## [TEXTE PROPOSÉ]
***

Vu la situation, on voit mal comment l’Europe peut promettre aux requérants qu’ils bénéficieront des mêmes chances et conditions d’accueil dans tous les États-membres.

La clause de souveraineté à peine appliquée

Le règlement Dublin contient aussi certaines dispositions facultatives que les États-membres choisissent d’appliquer ou non. C’est le cas de la clause de souveraineté en vertu de laquelle chaque pays peut se déclarer compétent pour examiner une demande d’asile, même si cet examen ne lui incombe pas. En 2019, la clause a été invoquée seulement dans 6.900 cas en Europe (12.300 cas en 2018, selon le rapport récent d’EASO). Certains pays (Bulgarie, Pologne, Portugal, Roumanie, Slovénie et la Grande-Bretagne) ne l’ont pas du tout appliquée.

***

## [DONNÉES]
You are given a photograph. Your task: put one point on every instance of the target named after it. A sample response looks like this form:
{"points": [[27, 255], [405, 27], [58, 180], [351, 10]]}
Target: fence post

***

Répondez aux questions suivantes sur le texte consacré au règlement Dublin.
(a) Selon le texte, que l'Europe peut-elle difficilement promettre aux requérants ?
(b) Que permet à chaque pays la clause de souveraineté ?
(c) Dans combien de cas la clause a-t-elle été invoquée en Europe en 2018, d'après le rapport d'EASO ?

## [SOLUTION RÉDIGÉE]
(a) Qu'ils bénéficieront des mêmes chances et conditions d'accueil dans tous les États-membres.
(b) Elle permet à chaque pays de se déclarer compétent pour examiner une demande d'asile, même si cet examen ne lui incombe pas.
(c) Dans 12.300 cas.